Directions
Recast all of the entries below as a numbered list, dropping any blank lines.

Material for this task
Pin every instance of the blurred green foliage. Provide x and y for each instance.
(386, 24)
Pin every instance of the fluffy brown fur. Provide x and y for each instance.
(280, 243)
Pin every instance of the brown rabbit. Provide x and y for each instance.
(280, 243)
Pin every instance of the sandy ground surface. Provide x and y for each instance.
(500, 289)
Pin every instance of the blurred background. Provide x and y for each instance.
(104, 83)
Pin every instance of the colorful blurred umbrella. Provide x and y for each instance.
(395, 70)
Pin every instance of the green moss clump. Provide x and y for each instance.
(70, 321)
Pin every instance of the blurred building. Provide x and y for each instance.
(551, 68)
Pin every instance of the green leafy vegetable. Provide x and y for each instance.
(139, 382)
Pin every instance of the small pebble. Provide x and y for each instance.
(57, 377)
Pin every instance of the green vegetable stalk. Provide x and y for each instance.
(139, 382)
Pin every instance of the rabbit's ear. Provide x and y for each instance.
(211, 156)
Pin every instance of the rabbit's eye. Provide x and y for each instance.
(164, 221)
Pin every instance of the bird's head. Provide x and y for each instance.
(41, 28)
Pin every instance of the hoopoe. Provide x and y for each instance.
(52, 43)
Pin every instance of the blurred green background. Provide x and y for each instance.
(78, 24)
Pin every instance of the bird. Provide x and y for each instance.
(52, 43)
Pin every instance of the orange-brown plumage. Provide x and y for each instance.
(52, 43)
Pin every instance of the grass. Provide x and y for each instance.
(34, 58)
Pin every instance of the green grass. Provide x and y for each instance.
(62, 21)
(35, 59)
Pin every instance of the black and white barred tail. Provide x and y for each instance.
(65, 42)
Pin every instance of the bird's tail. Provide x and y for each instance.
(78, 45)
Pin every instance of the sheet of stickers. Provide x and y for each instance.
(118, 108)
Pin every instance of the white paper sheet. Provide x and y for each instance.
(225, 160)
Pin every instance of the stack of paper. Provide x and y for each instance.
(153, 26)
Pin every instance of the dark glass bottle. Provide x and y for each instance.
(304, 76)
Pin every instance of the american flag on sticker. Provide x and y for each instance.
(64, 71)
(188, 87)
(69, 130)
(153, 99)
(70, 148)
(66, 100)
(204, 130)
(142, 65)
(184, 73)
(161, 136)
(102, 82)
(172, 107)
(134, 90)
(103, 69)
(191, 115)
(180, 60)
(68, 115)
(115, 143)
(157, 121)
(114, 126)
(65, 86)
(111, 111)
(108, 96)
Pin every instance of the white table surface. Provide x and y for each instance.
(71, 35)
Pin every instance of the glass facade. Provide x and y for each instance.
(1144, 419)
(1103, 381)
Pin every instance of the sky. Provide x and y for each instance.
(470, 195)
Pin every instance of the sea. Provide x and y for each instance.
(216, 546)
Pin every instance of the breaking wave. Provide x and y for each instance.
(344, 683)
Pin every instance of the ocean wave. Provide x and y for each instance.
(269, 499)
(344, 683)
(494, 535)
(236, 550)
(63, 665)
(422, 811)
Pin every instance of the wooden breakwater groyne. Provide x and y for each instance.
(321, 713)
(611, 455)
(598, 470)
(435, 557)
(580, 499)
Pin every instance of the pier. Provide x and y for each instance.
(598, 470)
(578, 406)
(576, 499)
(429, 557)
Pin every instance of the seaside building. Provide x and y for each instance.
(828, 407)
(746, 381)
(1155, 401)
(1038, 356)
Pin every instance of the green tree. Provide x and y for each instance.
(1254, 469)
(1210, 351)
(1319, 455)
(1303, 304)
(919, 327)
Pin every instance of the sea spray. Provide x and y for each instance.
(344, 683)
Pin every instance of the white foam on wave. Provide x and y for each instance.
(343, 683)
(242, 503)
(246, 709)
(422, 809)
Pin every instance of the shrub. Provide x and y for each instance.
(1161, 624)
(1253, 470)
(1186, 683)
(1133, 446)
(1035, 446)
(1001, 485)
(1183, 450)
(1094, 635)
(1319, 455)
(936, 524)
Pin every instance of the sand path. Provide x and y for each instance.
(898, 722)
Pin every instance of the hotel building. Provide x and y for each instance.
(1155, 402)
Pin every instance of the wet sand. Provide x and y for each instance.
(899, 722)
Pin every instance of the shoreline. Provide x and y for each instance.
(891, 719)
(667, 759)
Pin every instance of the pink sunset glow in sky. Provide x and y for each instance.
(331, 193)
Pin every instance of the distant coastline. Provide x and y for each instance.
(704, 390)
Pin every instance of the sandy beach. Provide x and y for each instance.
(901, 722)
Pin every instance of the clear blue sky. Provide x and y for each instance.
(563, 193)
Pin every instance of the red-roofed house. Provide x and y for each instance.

Final result
1. Pin every instance of the blurred green foliage. Provide x and y for each instance.
2. (386, 24)
3. Pin every instance of the fluffy brown fur. Provide x and y for each instance.
4. (280, 243)
5. Pin every instance of the brown rabbit. Provide x and y for each instance.
6. (280, 243)
7. Pin every instance of the sandy ground surface. Provide x and y for each instance.
8. (500, 289)
9. Pin every instance of the blurred background. Provide x and y for each instance.
10. (104, 83)
11. Pin every instance of the colorful blurred umbrella. Provide x and y for each instance.
12. (395, 70)
13. Pin every instance of the green moss clump. Provide x and y for each instance.
14. (70, 321)
15. Pin every instance of the blurred building. Provide x and y for each instance.
16. (551, 68)
17. Pin every instance of the green leafy vegetable. Provide x and y for each instance.
18. (139, 382)
19. Pin every instance of the small pebble. Provide x and y for each instance.
20. (57, 377)
21. Pin every instance of the green vegetable stalk. Provide x and y for each instance.
22. (139, 382)
23. Pin every instance of the rabbit's ear. Provide x and y for each instance.
24. (211, 156)
25. Pin every instance of the rabbit's eye. Provide x and y for each instance.
26. (164, 221)
27. Pin every instance of the bird's head. Provide x and y for each instance.
28. (41, 28)
29. Pin every instance of the hoopoe. Provide x and y for each instance.
30. (52, 43)
31. Pin every instance of the blurred green background. Provide x and y for each instance.
32. (78, 24)
33. Pin every instance of the bird. Provide x and y for each instance.
34. (52, 43)
35. Pin every instance of the orange-brown plumage. Provide x and y for each instance.
36. (52, 43)
37. Pin every instance of the grass. Provide x and y for each instance.
38. (34, 58)
39. Pin every instance of the green grass. Provide x and y for each instance.
40. (62, 21)
41. (35, 59)
42. Pin every instance of the black and white barred tail. Provide x and y for each instance.
43. (65, 42)
44. Pin every instance of the bird's tail. Provide x and y for each instance.
45. (78, 45)
46. Pin every instance of the sheet of stickers. Provide x and y for each instance.
47. (118, 108)
48. Pin every instance of the white paper sheet. Provide x and y for each instance.
49. (225, 160)
50. Pin every instance of the stack of paper. Provide x and y for each instance.
51. (153, 26)
52. Pin every instance of the dark glass bottle. Provide x and y for each instance.
53. (304, 76)
54. Pin every instance of the american flag on sticker. Provide x and y for each instance.
55. (64, 71)
56. (188, 87)
57. (69, 130)
58. (153, 99)
59. (70, 148)
60. (66, 100)
61. (204, 130)
62. (142, 65)
63. (184, 73)
64. (161, 136)
65. (102, 82)
66. (172, 107)
67. (134, 90)
68. (103, 69)
69. (191, 115)
70. (180, 60)
71. (68, 115)
72. (115, 143)
73. (157, 121)
74. (114, 126)
75. (65, 86)
76. (111, 111)
77. (108, 96)
78. Pin every instance of the white table surface. Provide x and y for each instance.
79. (71, 35)
80. Pin every instance of the glass facade. Provide x and y for each instance.
81. (1144, 419)
82. (1103, 381)
83. Pin every instance of the sky. Provide x and y for each instance.
84. (470, 195)
85. Pin every instance of the sea. Provide x and y for each instance.
86. (216, 546)
87. Pin every instance of the breaking wave. Provide x and y for each instance.
88. (344, 683)
89. Pin every instance of the ocean wave. Provide x and y for each instance.
90. (269, 499)
91. (344, 683)
92. (494, 535)
93. (236, 550)
94. (63, 665)
95. (422, 811)
96. Pin every instance of the wooden breakwater groyne. Provide x and y for each instance.
97. (321, 713)
98. (611, 455)
99. (598, 470)
100. (435, 557)
101. (580, 499)
102. Pin every instance of the pier. Provide x and y for each instance.
103. (598, 470)
104. (578, 406)
105. (576, 499)
106. (429, 557)
107. Pin every instance of the seaside building. Provide x and y for each instance.
108. (828, 407)
109. (746, 381)
110. (1155, 401)
111. (1038, 356)
112. Pin every instance of the green tree. Provide x and y for each instance.
113. (1254, 469)
114. (1210, 351)
115. (1319, 455)
116. (1303, 304)
117. (919, 327)
118. Pin every instance of the sea spray. Provide x and y for each instance.
119. (344, 683)
120. Pin every instance of the white foam on wave. Provide x and y for each instance.
121. (343, 683)
122. (242, 503)
123. (246, 709)
124. (422, 809)
125. Pin every instance of the shrub. Provide x and y for each instance.
126. (1161, 624)
127. (1253, 470)
128. (1186, 683)
129. (1133, 446)
130. (1035, 446)
131. (1001, 485)
132. (1183, 450)
133. (1094, 635)
134. (1319, 455)
135. (936, 524)
136. Pin every instance of the sand path. Provide x and y for each instance.
137. (898, 722)
138. Pin every instance of the hotel building. Provide x and y for each instance.
139. (1155, 402)
140. Pin every instance of the wet sand. Provide x and y for each instance.
141. (899, 722)
142. Pin every instance of the shoreline. Provide x and y for each instance.
143. (891, 719)
144. (667, 759)
145. Pin every instance of the pink sunset glow in sky. Provide x and y for each instance.
146. (331, 193)
147. Pin every instance of the distant coastline. Provide x and y for each instance.
148. (704, 390)
149. Pin every instance of the sandy beach. Provide x and y for each instance.
150. (901, 722)
151. Pin every instance of the clear blue sky. Provide x and y for each instance.
152. (563, 193)
153. Pin every instance of the red-roofed house. Provide x and y for each instance.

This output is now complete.